* [Your goal]:
Copy the part of the temperature-records article from "In 2021 Bugatti" to "limited to 271mph.", word for word.

From Watts Up With That?

From Untitled (call me Stephen)

How accurate are our historical temperature records?

In 2021 Bugatti released their Chiron Super Sport 300+. The “300+” is because it is the first road-legal car that has reached speeds above 300mph, although production models are electronically limited to 271mph.

The Dublin Port tunnel was opened on 20^th December 2006. Technically there are two 4.5km long tunnels, one for each direction of traffic.

The walls of the tunnel are hard, unlike surface level motorways which have flexible safety barriers. Crashing into the walls at high speeds would be not only fatal for those involved in the crash but could also potentially damage the tunnel’s structural integrity.

To encourage people to respect the 80km/h speed limit, average speed cameras have been installed. An average speed camera system consists of at least two cameras (but ideally more) distributed over the region where the speed limit is being enforced.

The cheap option would be two cameras on each tunnel, one at the start and one at the end. If the timestamp of your car passing the second camera is less than 202.5 seconds after you passed the first camera then you have travelled the 4.5km at an average speed faster than 80km/h and a speeding ticket and penalty points for your license will follow.

* [Stored records]:
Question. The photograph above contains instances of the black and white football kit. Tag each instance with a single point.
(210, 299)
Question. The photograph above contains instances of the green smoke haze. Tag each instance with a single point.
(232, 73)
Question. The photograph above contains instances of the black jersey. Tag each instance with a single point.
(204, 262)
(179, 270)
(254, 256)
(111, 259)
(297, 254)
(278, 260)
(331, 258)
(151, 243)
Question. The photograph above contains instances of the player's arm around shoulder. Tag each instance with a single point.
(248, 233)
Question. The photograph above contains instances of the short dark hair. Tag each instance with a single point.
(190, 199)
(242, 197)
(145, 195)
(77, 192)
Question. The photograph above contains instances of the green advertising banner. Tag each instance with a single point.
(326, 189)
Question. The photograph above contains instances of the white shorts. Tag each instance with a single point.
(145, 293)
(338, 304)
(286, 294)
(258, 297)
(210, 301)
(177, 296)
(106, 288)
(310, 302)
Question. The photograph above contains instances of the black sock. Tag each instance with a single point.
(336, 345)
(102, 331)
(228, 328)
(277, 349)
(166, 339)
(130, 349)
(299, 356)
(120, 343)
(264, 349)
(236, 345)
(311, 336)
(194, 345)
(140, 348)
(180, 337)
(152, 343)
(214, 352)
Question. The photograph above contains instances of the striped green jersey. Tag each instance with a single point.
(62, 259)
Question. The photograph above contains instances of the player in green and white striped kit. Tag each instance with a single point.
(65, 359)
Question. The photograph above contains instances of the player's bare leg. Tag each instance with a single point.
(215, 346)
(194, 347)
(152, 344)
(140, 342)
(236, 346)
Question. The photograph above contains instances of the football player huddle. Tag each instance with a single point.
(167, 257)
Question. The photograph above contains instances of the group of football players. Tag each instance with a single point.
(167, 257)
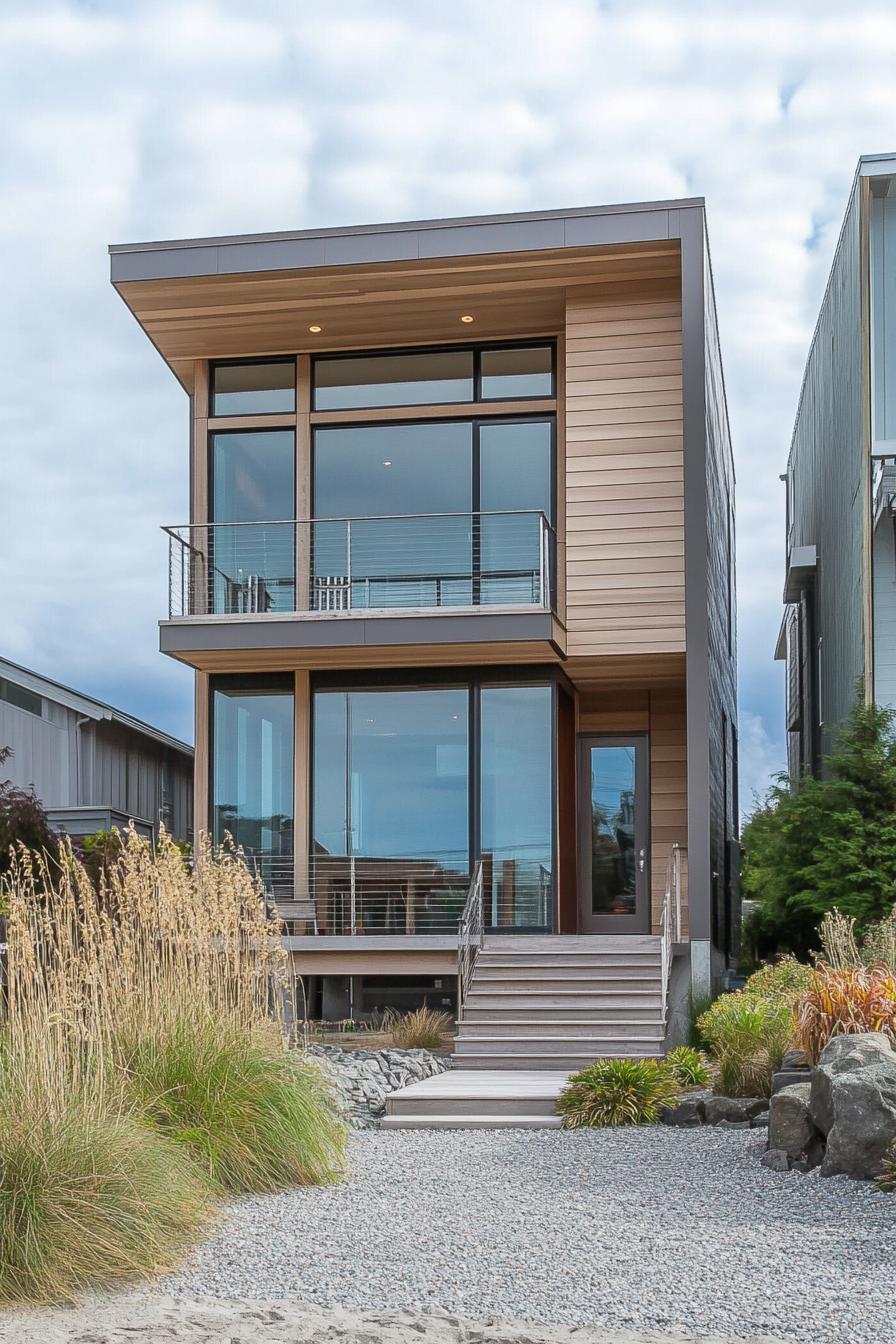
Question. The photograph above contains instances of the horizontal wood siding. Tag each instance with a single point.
(661, 715)
(623, 471)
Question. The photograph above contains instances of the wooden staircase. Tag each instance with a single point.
(538, 1008)
(559, 1001)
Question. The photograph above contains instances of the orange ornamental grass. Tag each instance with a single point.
(845, 1000)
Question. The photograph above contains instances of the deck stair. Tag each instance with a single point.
(556, 1003)
(538, 1008)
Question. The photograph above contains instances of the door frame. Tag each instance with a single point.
(640, 921)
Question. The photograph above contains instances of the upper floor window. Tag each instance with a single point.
(257, 389)
(433, 378)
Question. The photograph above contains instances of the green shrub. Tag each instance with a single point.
(89, 1198)
(253, 1116)
(748, 1036)
(618, 1092)
(425, 1028)
(887, 1179)
(688, 1066)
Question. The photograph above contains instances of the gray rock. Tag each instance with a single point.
(864, 1121)
(790, 1125)
(844, 1055)
(732, 1108)
(687, 1114)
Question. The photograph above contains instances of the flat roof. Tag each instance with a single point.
(587, 226)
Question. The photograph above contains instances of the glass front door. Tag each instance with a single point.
(613, 825)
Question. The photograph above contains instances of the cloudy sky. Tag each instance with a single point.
(130, 121)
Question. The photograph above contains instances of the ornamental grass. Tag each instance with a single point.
(845, 1000)
(143, 1047)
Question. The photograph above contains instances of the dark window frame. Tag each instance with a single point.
(214, 364)
(473, 680)
(473, 348)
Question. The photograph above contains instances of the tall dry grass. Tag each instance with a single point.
(151, 1005)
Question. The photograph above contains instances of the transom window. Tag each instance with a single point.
(433, 376)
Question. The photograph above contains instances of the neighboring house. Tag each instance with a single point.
(90, 765)
(458, 592)
(840, 589)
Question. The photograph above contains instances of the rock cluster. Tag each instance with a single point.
(844, 1117)
(364, 1078)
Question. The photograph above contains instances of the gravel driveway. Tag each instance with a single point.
(652, 1229)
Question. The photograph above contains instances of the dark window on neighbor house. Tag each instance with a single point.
(254, 389)
(20, 696)
(431, 378)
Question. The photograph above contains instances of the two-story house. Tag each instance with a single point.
(840, 588)
(458, 593)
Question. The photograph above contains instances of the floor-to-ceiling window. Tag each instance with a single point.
(251, 769)
(413, 784)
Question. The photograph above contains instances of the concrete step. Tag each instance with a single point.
(597, 1046)
(564, 1027)
(472, 1121)
(570, 1062)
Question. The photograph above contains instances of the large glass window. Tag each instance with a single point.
(409, 492)
(253, 389)
(415, 379)
(253, 562)
(253, 773)
(516, 804)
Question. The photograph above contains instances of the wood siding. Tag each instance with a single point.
(623, 471)
(661, 715)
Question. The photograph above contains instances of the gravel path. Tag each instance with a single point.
(654, 1229)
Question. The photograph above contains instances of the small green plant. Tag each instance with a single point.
(887, 1179)
(250, 1113)
(688, 1066)
(87, 1198)
(618, 1092)
(425, 1028)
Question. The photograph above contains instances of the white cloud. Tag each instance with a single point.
(165, 118)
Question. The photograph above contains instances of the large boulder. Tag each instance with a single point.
(790, 1124)
(844, 1055)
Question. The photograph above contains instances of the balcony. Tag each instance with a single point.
(336, 582)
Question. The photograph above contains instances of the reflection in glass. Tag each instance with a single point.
(253, 480)
(613, 839)
(517, 372)
(370, 475)
(253, 774)
(367, 381)
(390, 816)
(253, 389)
(516, 809)
(515, 475)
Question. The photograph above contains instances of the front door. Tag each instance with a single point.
(614, 894)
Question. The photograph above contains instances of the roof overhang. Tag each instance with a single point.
(378, 285)
(802, 563)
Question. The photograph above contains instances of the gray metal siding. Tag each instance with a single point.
(722, 640)
(828, 488)
(98, 764)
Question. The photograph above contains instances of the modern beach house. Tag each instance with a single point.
(458, 593)
(840, 586)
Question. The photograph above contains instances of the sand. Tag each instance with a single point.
(145, 1319)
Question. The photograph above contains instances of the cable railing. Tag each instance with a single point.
(402, 562)
(372, 895)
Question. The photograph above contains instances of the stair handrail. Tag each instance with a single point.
(469, 936)
(670, 919)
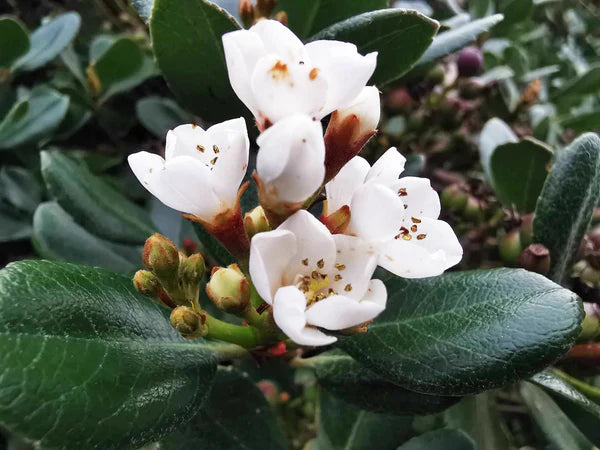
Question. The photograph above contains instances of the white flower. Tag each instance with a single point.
(276, 75)
(202, 170)
(315, 279)
(290, 161)
(397, 216)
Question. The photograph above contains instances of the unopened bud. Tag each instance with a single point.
(256, 221)
(510, 248)
(535, 258)
(188, 322)
(470, 62)
(246, 12)
(228, 289)
(454, 198)
(349, 130)
(161, 257)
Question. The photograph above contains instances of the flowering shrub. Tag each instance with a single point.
(302, 285)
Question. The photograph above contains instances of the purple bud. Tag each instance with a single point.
(470, 61)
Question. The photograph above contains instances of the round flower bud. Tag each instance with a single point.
(535, 258)
(470, 62)
(188, 322)
(228, 289)
(161, 257)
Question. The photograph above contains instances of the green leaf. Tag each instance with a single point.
(446, 439)
(567, 202)
(14, 41)
(585, 84)
(87, 362)
(384, 31)
(584, 413)
(495, 132)
(59, 238)
(93, 203)
(307, 17)
(348, 380)
(235, 415)
(346, 427)
(49, 40)
(518, 171)
(33, 120)
(456, 38)
(186, 38)
(160, 114)
(554, 423)
(582, 122)
(464, 332)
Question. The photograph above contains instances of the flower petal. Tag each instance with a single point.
(376, 213)
(419, 198)
(339, 312)
(342, 187)
(346, 70)
(356, 261)
(313, 242)
(387, 168)
(282, 88)
(291, 158)
(426, 257)
(270, 253)
(288, 312)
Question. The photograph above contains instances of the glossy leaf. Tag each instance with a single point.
(518, 172)
(33, 120)
(345, 427)
(457, 38)
(14, 41)
(59, 238)
(348, 380)
(566, 204)
(446, 439)
(464, 332)
(384, 31)
(49, 40)
(235, 415)
(95, 205)
(90, 362)
(186, 38)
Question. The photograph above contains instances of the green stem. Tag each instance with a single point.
(246, 337)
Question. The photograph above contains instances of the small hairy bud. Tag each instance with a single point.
(161, 257)
(228, 289)
(187, 322)
(256, 221)
(535, 258)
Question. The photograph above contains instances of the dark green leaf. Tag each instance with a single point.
(455, 39)
(348, 380)
(87, 362)
(186, 38)
(235, 415)
(49, 40)
(93, 203)
(307, 17)
(346, 427)
(518, 171)
(160, 114)
(384, 32)
(14, 41)
(34, 119)
(465, 332)
(567, 202)
(440, 439)
(59, 238)
(554, 423)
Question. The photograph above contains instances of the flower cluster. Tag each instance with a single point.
(313, 273)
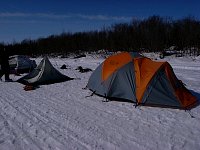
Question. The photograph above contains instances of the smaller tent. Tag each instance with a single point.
(21, 64)
(44, 73)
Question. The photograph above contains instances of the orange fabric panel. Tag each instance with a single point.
(144, 71)
(184, 96)
(112, 63)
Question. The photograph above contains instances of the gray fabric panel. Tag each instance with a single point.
(123, 83)
(135, 54)
(95, 81)
(160, 91)
(48, 74)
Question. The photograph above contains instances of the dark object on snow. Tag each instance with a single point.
(63, 67)
(5, 68)
(83, 70)
(79, 56)
(21, 64)
(44, 73)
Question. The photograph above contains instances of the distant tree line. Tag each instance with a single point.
(152, 34)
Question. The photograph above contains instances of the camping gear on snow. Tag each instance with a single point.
(44, 73)
(63, 67)
(130, 76)
(83, 70)
(21, 64)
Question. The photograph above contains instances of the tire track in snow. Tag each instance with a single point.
(42, 122)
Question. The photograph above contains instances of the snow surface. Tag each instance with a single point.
(61, 117)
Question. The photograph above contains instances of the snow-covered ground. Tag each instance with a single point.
(61, 117)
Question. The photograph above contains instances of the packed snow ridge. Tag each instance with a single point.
(61, 116)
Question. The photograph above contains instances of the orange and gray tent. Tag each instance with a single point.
(132, 77)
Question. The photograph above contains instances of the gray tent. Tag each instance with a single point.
(44, 73)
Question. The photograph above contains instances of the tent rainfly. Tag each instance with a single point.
(44, 73)
(130, 76)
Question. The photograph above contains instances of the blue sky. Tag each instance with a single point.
(32, 19)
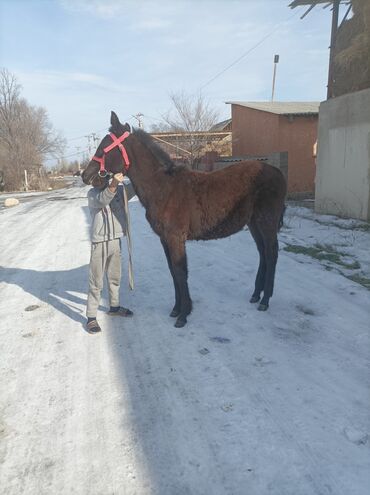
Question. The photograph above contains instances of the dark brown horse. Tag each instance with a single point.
(183, 204)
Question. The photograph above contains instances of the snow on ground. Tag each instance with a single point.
(238, 402)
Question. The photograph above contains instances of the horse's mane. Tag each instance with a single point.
(163, 158)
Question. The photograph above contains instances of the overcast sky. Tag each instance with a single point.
(82, 58)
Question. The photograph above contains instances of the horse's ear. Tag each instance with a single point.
(114, 121)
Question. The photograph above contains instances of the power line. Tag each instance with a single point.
(248, 51)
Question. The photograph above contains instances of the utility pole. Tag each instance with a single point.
(333, 40)
(95, 139)
(276, 61)
(138, 118)
(78, 157)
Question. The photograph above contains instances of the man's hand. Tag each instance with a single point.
(117, 179)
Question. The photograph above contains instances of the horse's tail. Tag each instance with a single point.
(281, 219)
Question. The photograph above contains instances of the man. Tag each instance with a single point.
(108, 226)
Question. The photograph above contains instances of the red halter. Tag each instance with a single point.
(115, 142)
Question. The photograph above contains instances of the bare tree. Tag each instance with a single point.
(26, 135)
(188, 117)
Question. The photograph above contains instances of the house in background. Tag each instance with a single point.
(262, 128)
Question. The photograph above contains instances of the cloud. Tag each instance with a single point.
(60, 80)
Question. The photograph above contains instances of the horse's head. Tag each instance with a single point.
(110, 156)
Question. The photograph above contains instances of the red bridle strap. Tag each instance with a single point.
(118, 142)
(115, 142)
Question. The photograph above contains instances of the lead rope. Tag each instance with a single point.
(128, 238)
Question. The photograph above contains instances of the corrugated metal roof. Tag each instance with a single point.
(282, 107)
(298, 3)
(220, 126)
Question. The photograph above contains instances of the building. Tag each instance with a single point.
(262, 128)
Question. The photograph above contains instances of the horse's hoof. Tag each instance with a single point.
(180, 323)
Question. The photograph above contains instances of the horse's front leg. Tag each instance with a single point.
(176, 309)
(177, 256)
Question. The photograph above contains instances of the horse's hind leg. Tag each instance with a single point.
(261, 273)
(176, 309)
(177, 254)
(271, 255)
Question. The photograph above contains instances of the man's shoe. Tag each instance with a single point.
(120, 311)
(92, 326)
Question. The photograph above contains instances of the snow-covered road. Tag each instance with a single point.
(238, 402)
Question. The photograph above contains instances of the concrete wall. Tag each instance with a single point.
(260, 133)
(343, 159)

* [Result for this task]:
In 2021 Bugatti released their Chiron Super Sport 300+. The “300+” is because it is the first road-legal car that has reached speeds above 300mph, although production models are electronically limited to 271mph.